> EXERCISE DIRECTIONS:
In the entries below, count every line containing "blue". Reply with the number alone.

(Text-to-region grounding data)
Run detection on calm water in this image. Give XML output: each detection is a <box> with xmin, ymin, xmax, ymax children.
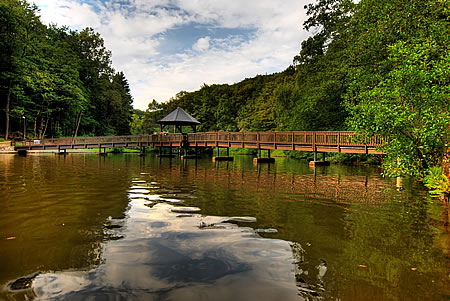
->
<box><xmin>0</xmin><ymin>153</ymin><xmax>448</xmax><ymax>300</ymax></box>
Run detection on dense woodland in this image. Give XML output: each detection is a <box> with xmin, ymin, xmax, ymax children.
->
<box><xmin>0</xmin><ymin>0</ymin><xmax>133</xmax><ymax>140</ymax></box>
<box><xmin>1</xmin><ymin>0</ymin><xmax>449</xmax><ymax>181</ymax></box>
<box><xmin>139</xmin><ymin>0</ymin><xmax>449</xmax><ymax>179</ymax></box>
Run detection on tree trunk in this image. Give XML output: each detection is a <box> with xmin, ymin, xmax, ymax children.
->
<box><xmin>33</xmin><ymin>116</ymin><xmax>38</xmax><ymax>139</ymax></box>
<box><xmin>73</xmin><ymin>111</ymin><xmax>82</xmax><ymax>144</ymax></box>
<box><xmin>41</xmin><ymin>113</ymin><xmax>49</xmax><ymax>139</ymax></box>
<box><xmin>5</xmin><ymin>85</ymin><xmax>11</xmax><ymax>140</ymax></box>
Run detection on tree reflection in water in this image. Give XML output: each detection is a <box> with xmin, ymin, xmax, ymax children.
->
<box><xmin>0</xmin><ymin>154</ymin><xmax>448</xmax><ymax>300</ymax></box>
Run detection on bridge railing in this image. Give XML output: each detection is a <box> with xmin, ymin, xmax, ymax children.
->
<box><xmin>21</xmin><ymin>135</ymin><xmax>156</xmax><ymax>147</ymax></box>
<box><xmin>154</xmin><ymin>133</ymin><xmax>183</xmax><ymax>143</ymax></box>
<box><xmin>186</xmin><ymin>131</ymin><xmax>383</xmax><ymax>147</ymax></box>
<box><xmin>17</xmin><ymin>131</ymin><xmax>384</xmax><ymax>149</ymax></box>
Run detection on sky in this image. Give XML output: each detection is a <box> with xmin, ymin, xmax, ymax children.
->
<box><xmin>32</xmin><ymin>0</ymin><xmax>311</xmax><ymax>110</ymax></box>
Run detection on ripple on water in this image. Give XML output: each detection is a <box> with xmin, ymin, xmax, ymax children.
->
<box><xmin>255</xmin><ymin>228</ymin><xmax>278</xmax><ymax>234</ymax></box>
<box><xmin>128</xmin><ymin>193</ymin><xmax>152</xmax><ymax>199</ymax></box>
<box><xmin>170</xmin><ymin>207</ymin><xmax>201</xmax><ymax>213</ymax></box>
<box><xmin>128</xmin><ymin>189</ymin><xmax>151</xmax><ymax>194</ymax></box>
<box><xmin>222</xmin><ymin>217</ymin><xmax>257</xmax><ymax>223</ymax></box>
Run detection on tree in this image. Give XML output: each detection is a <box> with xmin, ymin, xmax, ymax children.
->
<box><xmin>130</xmin><ymin>109</ymin><xmax>144</xmax><ymax>135</ymax></box>
<box><xmin>0</xmin><ymin>0</ymin><xmax>40</xmax><ymax>139</ymax></box>
<box><xmin>289</xmin><ymin>0</ymin><xmax>354</xmax><ymax>131</ymax></box>
<box><xmin>345</xmin><ymin>0</ymin><xmax>449</xmax><ymax>177</ymax></box>
<box><xmin>347</xmin><ymin>40</ymin><xmax>449</xmax><ymax>177</ymax></box>
<box><xmin>0</xmin><ymin>2</ymin><xmax>133</xmax><ymax>139</ymax></box>
<box><xmin>142</xmin><ymin>100</ymin><xmax>166</xmax><ymax>134</ymax></box>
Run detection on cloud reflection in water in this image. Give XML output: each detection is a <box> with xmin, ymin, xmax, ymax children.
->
<box><xmin>30</xmin><ymin>193</ymin><xmax>299</xmax><ymax>300</ymax></box>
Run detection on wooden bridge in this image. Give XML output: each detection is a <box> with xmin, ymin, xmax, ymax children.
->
<box><xmin>14</xmin><ymin>131</ymin><xmax>383</xmax><ymax>155</ymax></box>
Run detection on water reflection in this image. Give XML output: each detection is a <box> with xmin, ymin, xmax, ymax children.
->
<box><xmin>0</xmin><ymin>154</ymin><xmax>448</xmax><ymax>300</ymax></box>
<box><xmin>25</xmin><ymin>175</ymin><xmax>299</xmax><ymax>300</ymax></box>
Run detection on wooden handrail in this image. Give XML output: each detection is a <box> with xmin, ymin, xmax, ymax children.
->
<box><xmin>19</xmin><ymin>131</ymin><xmax>384</xmax><ymax>153</ymax></box>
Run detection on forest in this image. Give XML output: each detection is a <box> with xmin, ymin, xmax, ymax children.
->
<box><xmin>138</xmin><ymin>0</ymin><xmax>449</xmax><ymax>179</ymax></box>
<box><xmin>0</xmin><ymin>0</ymin><xmax>133</xmax><ymax>140</ymax></box>
<box><xmin>1</xmin><ymin>0</ymin><xmax>449</xmax><ymax>181</ymax></box>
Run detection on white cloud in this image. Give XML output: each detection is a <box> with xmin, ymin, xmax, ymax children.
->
<box><xmin>35</xmin><ymin>0</ymin><xmax>101</xmax><ymax>29</ymax></box>
<box><xmin>192</xmin><ymin>37</ymin><xmax>211</xmax><ymax>52</ymax></box>
<box><xmin>33</xmin><ymin>0</ymin><xmax>310</xmax><ymax>110</ymax></box>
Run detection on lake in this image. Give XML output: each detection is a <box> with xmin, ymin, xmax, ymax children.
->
<box><xmin>0</xmin><ymin>153</ymin><xmax>448</xmax><ymax>300</ymax></box>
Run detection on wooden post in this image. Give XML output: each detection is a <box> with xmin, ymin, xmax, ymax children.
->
<box><xmin>291</xmin><ymin>132</ymin><xmax>294</xmax><ymax>150</ymax></box>
<box><xmin>338</xmin><ymin>132</ymin><xmax>340</xmax><ymax>153</ymax></box>
<box><xmin>274</xmin><ymin>132</ymin><xmax>276</xmax><ymax>149</ymax></box>
<box><xmin>257</xmin><ymin>132</ymin><xmax>260</xmax><ymax>149</ymax></box>
<box><xmin>312</xmin><ymin>132</ymin><xmax>316</xmax><ymax>152</ymax></box>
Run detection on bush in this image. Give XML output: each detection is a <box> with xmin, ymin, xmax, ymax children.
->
<box><xmin>423</xmin><ymin>167</ymin><xmax>450</xmax><ymax>197</ymax></box>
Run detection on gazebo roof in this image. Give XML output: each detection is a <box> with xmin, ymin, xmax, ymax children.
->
<box><xmin>157</xmin><ymin>107</ymin><xmax>200</xmax><ymax>126</ymax></box>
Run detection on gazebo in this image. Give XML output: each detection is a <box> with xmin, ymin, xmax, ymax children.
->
<box><xmin>157</xmin><ymin>107</ymin><xmax>200</xmax><ymax>133</ymax></box>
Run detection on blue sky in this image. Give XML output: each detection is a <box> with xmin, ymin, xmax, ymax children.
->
<box><xmin>33</xmin><ymin>0</ymin><xmax>310</xmax><ymax>110</ymax></box>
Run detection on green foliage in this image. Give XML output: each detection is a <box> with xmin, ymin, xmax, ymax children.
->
<box><xmin>130</xmin><ymin>109</ymin><xmax>144</xmax><ymax>135</ymax></box>
<box><xmin>142</xmin><ymin>100</ymin><xmax>166</xmax><ymax>133</ymax></box>
<box><xmin>150</xmin><ymin>68</ymin><xmax>313</xmax><ymax>133</ymax></box>
<box><xmin>0</xmin><ymin>1</ymin><xmax>133</xmax><ymax>139</ymax></box>
<box><xmin>145</xmin><ymin>0</ymin><xmax>449</xmax><ymax>182</ymax></box>
<box><xmin>346</xmin><ymin>0</ymin><xmax>449</xmax><ymax>177</ymax></box>
<box><xmin>423</xmin><ymin>167</ymin><xmax>449</xmax><ymax>197</ymax></box>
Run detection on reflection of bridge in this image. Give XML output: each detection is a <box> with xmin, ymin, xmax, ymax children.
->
<box><xmin>14</xmin><ymin>131</ymin><xmax>383</xmax><ymax>155</ymax></box>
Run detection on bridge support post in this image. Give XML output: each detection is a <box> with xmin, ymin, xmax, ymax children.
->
<box><xmin>57</xmin><ymin>146</ymin><xmax>66</xmax><ymax>155</ymax></box>
<box><xmin>138</xmin><ymin>145</ymin><xmax>146</xmax><ymax>156</ymax></box>
<box><xmin>99</xmin><ymin>146</ymin><xmax>107</xmax><ymax>156</ymax></box>
<box><xmin>309</xmin><ymin>152</ymin><xmax>330</xmax><ymax>167</ymax></box>
<box><xmin>213</xmin><ymin>146</ymin><xmax>233</xmax><ymax>162</ymax></box>
<box><xmin>181</xmin><ymin>146</ymin><xmax>201</xmax><ymax>160</ymax></box>
<box><xmin>253</xmin><ymin>148</ymin><xmax>275</xmax><ymax>164</ymax></box>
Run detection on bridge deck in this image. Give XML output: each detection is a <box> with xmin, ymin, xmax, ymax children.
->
<box><xmin>13</xmin><ymin>131</ymin><xmax>384</xmax><ymax>154</ymax></box>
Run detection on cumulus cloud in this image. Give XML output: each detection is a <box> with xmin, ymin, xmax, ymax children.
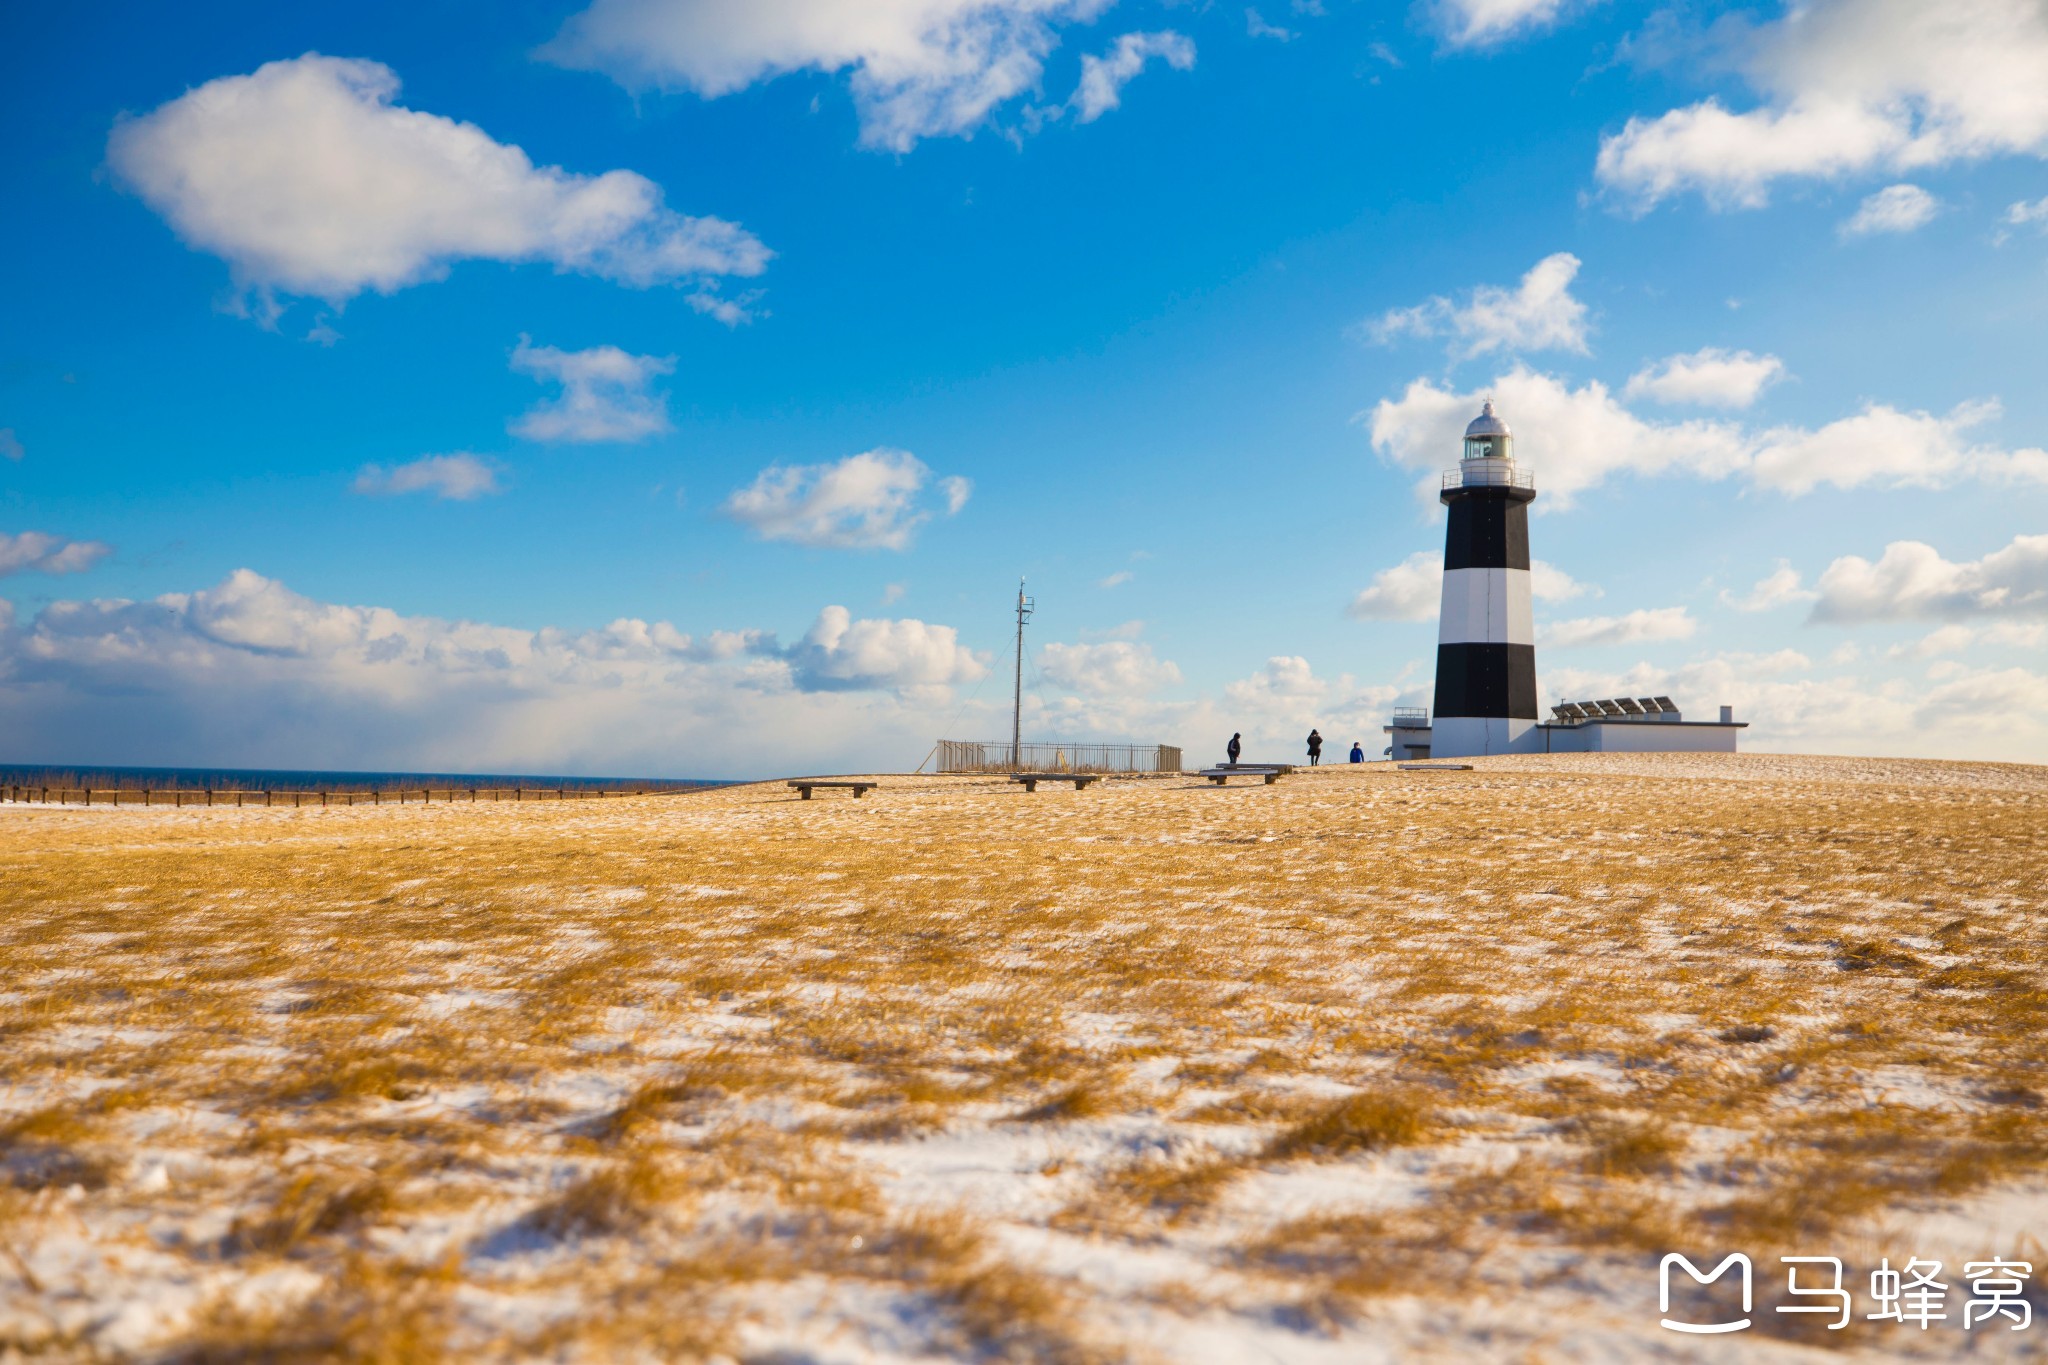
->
<box><xmin>1840</xmin><ymin>183</ymin><xmax>1940</xmax><ymax>235</ymax></box>
<box><xmin>106</xmin><ymin>55</ymin><xmax>769</xmax><ymax>312</ymax></box>
<box><xmin>1370</xmin><ymin>368</ymin><xmax>2048</xmax><ymax>506</ymax></box>
<box><xmin>1811</xmin><ymin>533</ymin><xmax>2048</xmax><ymax>623</ymax></box>
<box><xmin>1070</xmin><ymin>31</ymin><xmax>1195</xmax><ymax>123</ymax></box>
<box><xmin>1349</xmin><ymin>551</ymin><xmax>1593</xmax><ymax>622</ymax></box>
<box><xmin>1624</xmin><ymin>348</ymin><xmax>1786</xmax><ymax>408</ymax></box>
<box><xmin>1529</xmin><ymin>560</ymin><xmax>1596</xmax><ymax>603</ymax></box>
<box><xmin>1541</xmin><ymin>606</ymin><xmax>1697</xmax><ymax>649</ymax></box>
<box><xmin>352</xmin><ymin>454</ymin><xmax>501</xmax><ymax>501</ymax></box>
<box><xmin>0</xmin><ymin>532</ymin><xmax>113</xmax><ymax>577</ymax></box>
<box><xmin>1038</xmin><ymin>639</ymin><xmax>1181</xmax><ymax>696</ymax></box>
<box><xmin>545</xmin><ymin>0</ymin><xmax>1138</xmax><ymax>152</ymax></box>
<box><xmin>1749</xmin><ymin>398</ymin><xmax>2048</xmax><ymax>495</ymax></box>
<box><xmin>1721</xmin><ymin>561</ymin><xmax>1817</xmax><ymax>612</ymax></box>
<box><xmin>1596</xmin><ymin>0</ymin><xmax>2048</xmax><ymax>210</ymax></box>
<box><xmin>1435</xmin><ymin>0</ymin><xmax>1573</xmax><ymax>48</ymax></box>
<box><xmin>0</xmin><ymin>429</ymin><xmax>21</xmax><ymax>462</ymax></box>
<box><xmin>1548</xmin><ymin>647</ymin><xmax>2048</xmax><ymax>760</ymax></box>
<box><xmin>1369</xmin><ymin>366</ymin><xmax>1749</xmax><ymax>508</ymax></box>
<box><xmin>0</xmin><ymin>569</ymin><xmax>995</xmax><ymax>775</ymax></box>
<box><xmin>1347</xmin><ymin>551</ymin><xmax>1442</xmax><ymax>621</ymax></box>
<box><xmin>1365</xmin><ymin>253</ymin><xmax>1589</xmax><ymax>359</ymax></box>
<box><xmin>724</xmin><ymin>448</ymin><xmax>968</xmax><ymax>550</ymax></box>
<box><xmin>510</xmin><ymin>340</ymin><xmax>674</xmax><ymax>443</ymax></box>
<box><xmin>786</xmin><ymin>604</ymin><xmax>988</xmax><ymax>692</ymax></box>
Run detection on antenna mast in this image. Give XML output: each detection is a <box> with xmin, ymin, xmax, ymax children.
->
<box><xmin>1012</xmin><ymin>578</ymin><xmax>1033</xmax><ymax>767</ymax></box>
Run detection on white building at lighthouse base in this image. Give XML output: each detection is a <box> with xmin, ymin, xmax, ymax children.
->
<box><xmin>1387</xmin><ymin>699</ymin><xmax>1746</xmax><ymax>762</ymax></box>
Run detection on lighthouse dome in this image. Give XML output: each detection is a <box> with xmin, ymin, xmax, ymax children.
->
<box><xmin>1465</xmin><ymin>400</ymin><xmax>1511</xmax><ymax>441</ymax></box>
<box><xmin>1462</xmin><ymin>400</ymin><xmax>1513</xmax><ymax>462</ymax></box>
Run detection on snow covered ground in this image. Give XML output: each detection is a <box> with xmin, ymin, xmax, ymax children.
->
<box><xmin>1</xmin><ymin>755</ymin><xmax>2043</xmax><ymax>1361</ymax></box>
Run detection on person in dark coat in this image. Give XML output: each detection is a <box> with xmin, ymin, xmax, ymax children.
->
<box><xmin>1349</xmin><ymin>741</ymin><xmax>1365</xmax><ymax>764</ymax></box>
<box><xmin>1226</xmin><ymin>732</ymin><xmax>1242</xmax><ymax>765</ymax></box>
<box><xmin>1306</xmin><ymin>729</ymin><xmax>1323</xmax><ymax>765</ymax></box>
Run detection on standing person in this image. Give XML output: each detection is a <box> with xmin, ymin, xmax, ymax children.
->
<box><xmin>1348</xmin><ymin>741</ymin><xmax>1364</xmax><ymax>764</ymax></box>
<box><xmin>1306</xmin><ymin>729</ymin><xmax>1323</xmax><ymax>765</ymax></box>
<box><xmin>1226</xmin><ymin>732</ymin><xmax>1242</xmax><ymax>766</ymax></box>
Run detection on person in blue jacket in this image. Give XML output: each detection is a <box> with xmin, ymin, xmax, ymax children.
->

> YOUR SOLUTION:
2